Description of the task:
Exclude the pictures and reproduce the remaining data exactly as written.

(Data records)
■ ■ ■ ■ ■

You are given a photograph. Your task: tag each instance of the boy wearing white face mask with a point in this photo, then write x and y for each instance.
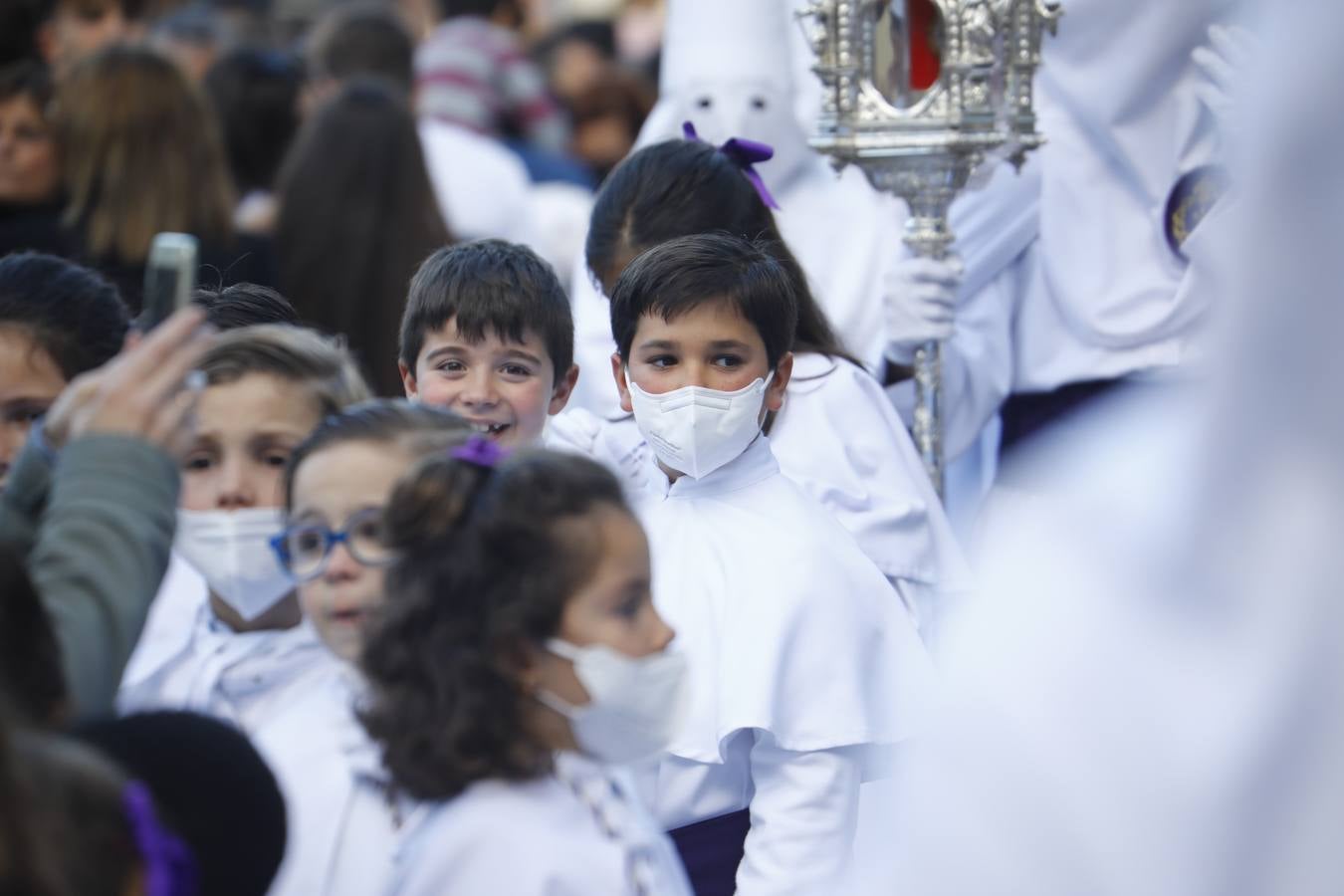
(799, 658)
(518, 650)
(246, 646)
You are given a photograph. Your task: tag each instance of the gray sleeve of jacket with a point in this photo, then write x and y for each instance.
(100, 555)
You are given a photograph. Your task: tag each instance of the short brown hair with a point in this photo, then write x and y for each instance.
(293, 353)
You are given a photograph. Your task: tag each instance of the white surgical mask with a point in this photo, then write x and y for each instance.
(231, 550)
(696, 430)
(634, 703)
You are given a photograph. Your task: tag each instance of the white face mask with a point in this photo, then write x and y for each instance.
(696, 430)
(231, 550)
(636, 704)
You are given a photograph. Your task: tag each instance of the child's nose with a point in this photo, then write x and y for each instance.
(480, 389)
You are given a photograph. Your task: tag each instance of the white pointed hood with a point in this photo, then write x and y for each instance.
(729, 68)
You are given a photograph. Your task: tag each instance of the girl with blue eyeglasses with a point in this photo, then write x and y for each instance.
(342, 821)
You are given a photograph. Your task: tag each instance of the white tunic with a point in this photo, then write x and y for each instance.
(483, 189)
(341, 821)
(578, 831)
(801, 662)
(839, 438)
(1116, 97)
(204, 666)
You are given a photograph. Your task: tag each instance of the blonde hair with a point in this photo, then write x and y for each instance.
(293, 353)
(141, 154)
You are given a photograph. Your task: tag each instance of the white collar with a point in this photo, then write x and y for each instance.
(755, 465)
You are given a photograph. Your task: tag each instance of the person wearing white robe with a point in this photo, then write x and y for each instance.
(1118, 103)
(728, 68)
(836, 434)
(245, 677)
(802, 664)
(574, 831)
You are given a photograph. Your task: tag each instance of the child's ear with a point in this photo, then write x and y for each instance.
(563, 389)
(407, 380)
(618, 375)
(776, 387)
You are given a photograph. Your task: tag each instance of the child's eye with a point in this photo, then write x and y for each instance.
(198, 462)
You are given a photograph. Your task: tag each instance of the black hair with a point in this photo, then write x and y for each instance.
(453, 8)
(29, 78)
(488, 558)
(256, 95)
(19, 24)
(244, 305)
(70, 312)
(30, 657)
(363, 41)
(76, 802)
(490, 285)
(212, 788)
(686, 273)
(419, 427)
(346, 272)
(683, 187)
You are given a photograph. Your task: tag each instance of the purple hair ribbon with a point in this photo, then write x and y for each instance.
(479, 450)
(169, 866)
(745, 153)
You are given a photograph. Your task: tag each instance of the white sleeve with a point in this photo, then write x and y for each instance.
(802, 819)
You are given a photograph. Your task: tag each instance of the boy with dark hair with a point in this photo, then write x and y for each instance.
(76, 29)
(802, 658)
(57, 320)
(244, 305)
(488, 334)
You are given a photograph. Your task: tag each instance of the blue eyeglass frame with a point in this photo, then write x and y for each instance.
(279, 545)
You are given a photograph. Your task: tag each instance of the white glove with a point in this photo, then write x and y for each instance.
(1224, 61)
(921, 303)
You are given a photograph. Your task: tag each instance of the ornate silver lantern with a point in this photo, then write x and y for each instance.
(918, 95)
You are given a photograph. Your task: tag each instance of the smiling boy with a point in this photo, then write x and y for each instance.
(488, 334)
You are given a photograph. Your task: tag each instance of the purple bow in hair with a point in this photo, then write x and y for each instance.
(479, 450)
(168, 864)
(745, 153)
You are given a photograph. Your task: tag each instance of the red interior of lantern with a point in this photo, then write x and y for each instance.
(922, 16)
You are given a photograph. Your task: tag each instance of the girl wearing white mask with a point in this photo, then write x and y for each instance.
(518, 653)
(226, 637)
(341, 819)
(836, 434)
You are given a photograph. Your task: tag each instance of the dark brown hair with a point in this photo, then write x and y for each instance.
(141, 154)
(490, 557)
(356, 216)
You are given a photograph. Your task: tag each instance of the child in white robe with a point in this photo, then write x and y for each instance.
(246, 650)
(518, 652)
(801, 662)
(836, 434)
(341, 817)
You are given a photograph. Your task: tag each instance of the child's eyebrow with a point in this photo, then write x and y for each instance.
(523, 356)
(444, 350)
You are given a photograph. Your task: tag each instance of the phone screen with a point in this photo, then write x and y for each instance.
(169, 277)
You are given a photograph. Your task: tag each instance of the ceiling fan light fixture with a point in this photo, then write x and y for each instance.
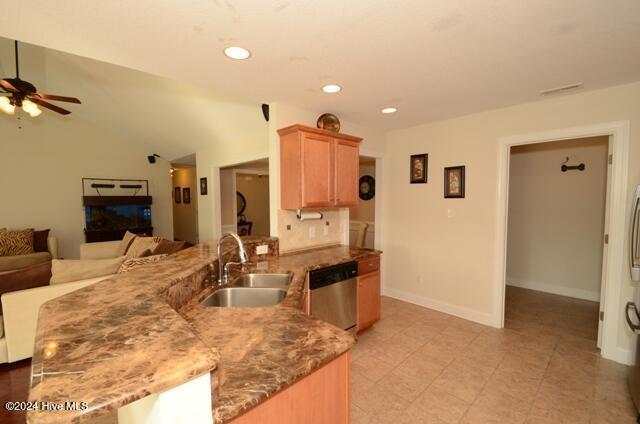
(237, 53)
(6, 106)
(31, 108)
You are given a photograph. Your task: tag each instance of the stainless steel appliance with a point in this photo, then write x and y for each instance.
(634, 249)
(333, 295)
(631, 311)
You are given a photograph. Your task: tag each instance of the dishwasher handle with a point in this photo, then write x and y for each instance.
(630, 306)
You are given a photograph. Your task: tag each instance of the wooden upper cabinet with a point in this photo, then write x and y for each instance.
(318, 168)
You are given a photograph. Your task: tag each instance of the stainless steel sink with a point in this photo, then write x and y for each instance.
(280, 281)
(245, 297)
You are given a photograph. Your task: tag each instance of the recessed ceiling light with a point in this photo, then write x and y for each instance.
(238, 53)
(331, 88)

■ ■ ■ ■ ■

The solution:
You are given a photograph. Your task: tag each instance of the boy wearing white face mask with a point in this photo, then write x and y for each instance.
(799, 658)
(518, 650)
(246, 646)
You are given a photograph. Your task: tag each instance of the gray sleeve of jacket with a point in this photo, then write x and y for each instance.
(100, 555)
You are given a photograph. Your task: tag each instance of the short brown hair with a point in this photo, then write x and y for each instance.
(293, 353)
You are given a photograph. Your task: tag each instance of the white surgical mask with a point in this photo, then write x and y for each instance.
(231, 550)
(696, 430)
(634, 703)
You are given a photograph. Your task: tag each instance of the white face mask with a point in this photo, then write x and y for each instance.
(696, 430)
(231, 550)
(636, 704)
You are given a photograph. Your task: tag each instance of the child's nose with a point in this photo, then write x and y for each instance.
(480, 389)
You are given a photograph. Your task: tag each instance of the white pointed hood with a point in this photo, then write x and y for each instance.
(729, 68)
You are given a photograph. Your task: tag each instance of the girl with blue eyeglasses with a point in this photo, then write x and y for each instance.
(342, 821)
You are given a photograph. Your task: tag each instance of the white tunic with a point in this photo, then write x and y for each instance.
(483, 189)
(341, 821)
(578, 831)
(801, 662)
(839, 438)
(1116, 97)
(204, 666)
You are given a photograph. Your task: tag each instance of the blonde hair with a point in this photo, then write x and y for each instance.
(293, 353)
(141, 154)
You are given a photograph. Your task: tag each instance of the white collar with a point in this photo, then write x and y for each instance.
(755, 465)
You are given a photograph. Your task: tag each instance of the person wearing white robe with a point in this photo, then write x and y for each instance.
(1118, 103)
(728, 68)
(836, 434)
(245, 677)
(802, 664)
(574, 831)
You are given a photograph. Your task: tag each instance of the child's ear with a point in this photo, then write x and y for each instance.
(563, 389)
(407, 380)
(618, 375)
(776, 387)
You are given a photograph. Your task: tag each instance of the child's eye with a point in this photo, then write x and y for each instance.
(198, 462)
You are given a photograph. Your task: tag each instance of the black hair with a point in this photo, then write x and y for each instance.
(453, 8)
(29, 78)
(488, 558)
(256, 95)
(19, 24)
(244, 305)
(70, 312)
(30, 657)
(363, 41)
(76, 802)
(490, 285)
(212, 788)
(686, 273)
(419, 427)
(346, 272)
(683, 187)
You are given a photograph. Your task: tag each instance of the purple hair ribbon with a point in this photo, then write x and y for each instance.
(479, 450)
(169, 866)
(745, 153)
You are given a photograph. Your task: tag each instance of the white sleeve with a point in this photo, then write x and y for each instance.
(802, 819)
You are given a photograph. Your task: tag each instance of the boy with dark hair with a point in this photo, then write x and y for each instance.
(76, 29)
(802, 658)
(57, 320)
(244, 305)
(488, 334)
You are given a photograph. Your task: tag each instance of the blue eyeglass frame with a point in this photo, then write x and y for each instance.
(279, 545)
You are given a photograph. Your task: tag each instance of the white glove with a point in this photo, then write x and y for each instance.
(1224, 61)
(921, 303)
You are given a photograph. Your task: tag each instance of the ornate silver lantern with a point in this photo, then write x and y for each instance.
(918, 95)
You are given a photograph. Your task: tag each instance of the smiling boy with a point in this photo, then write x and y for each instance.
(488, 334)
You are given a photograph. Your task: tag each instance of the purple bow in hair with a point in this photo, then write x and y for each instance.
(479, 450)
(168, 864)
(745, 153)
You are given a photograph. Your task: tag each instance of the red interior of lantern with a point in this photo, then write x and y for each instance.
(922, 16)
You are given a photograph. Your task: tag each instance of the girl wearing white mask with a point in this photo, then write x and y for each instance.
(518, 653)
(226, 637)
(341, 819)
(836, 434)
You are given a photograph. Your task: tag each instance of the dark brown hair with a point in this photo, then write x and y for each instance.
(141, 154)
(490, 557)
(356, 216)
You are given a photograph. Your task: tag each instance of the child in white robe with a point in this photo, then write x and y for each instance.
(246, 650)
(518, 652)
(801, 662)
(836, 434)
(341, 817)
You are given a photograph. Your task: tag each instance of the child's eyebrow with a point in this photo, then write x and y for each instance.
(523, 356)
(444, 350)
You are given a photograph. Your task: tag each instance of the phone screen with a point in this photo, then write x and y for each instance.
(169, 277)
You are given a photograph. Your task: tag each instance of the ceiling fan light fixture with a point in this photo, then write x and y for each instance.
(237, 53)
(6, 106)
(31, 108)
You are given a photograph. Your task: tag each instance of the stainless steel appliance with a point in this photo, then write x and y for each instance.
(634, 249)
(333, 295)
(631, 311)
You are given a photograph. Your task: tag each instance of the dishwasher handle with a point in this photo, then write x and y for each instance.
(630, 306)
You are given a photograph. Your task: tag each instance of the wooden upper cabinet with a point in this photo, then write x and y for each instance.
(318, 168)
You are given a photograph. Your task: tag each instance of the stainless steel sink with a point in this photo, then write x and y for each instance.
(280, 281)
(245, 297)
You are given a photograph. Your task: tag each instance of the recessed ceiling light with a point in this photo, then write x and y for each instance.
(238, 53)
(331, 88)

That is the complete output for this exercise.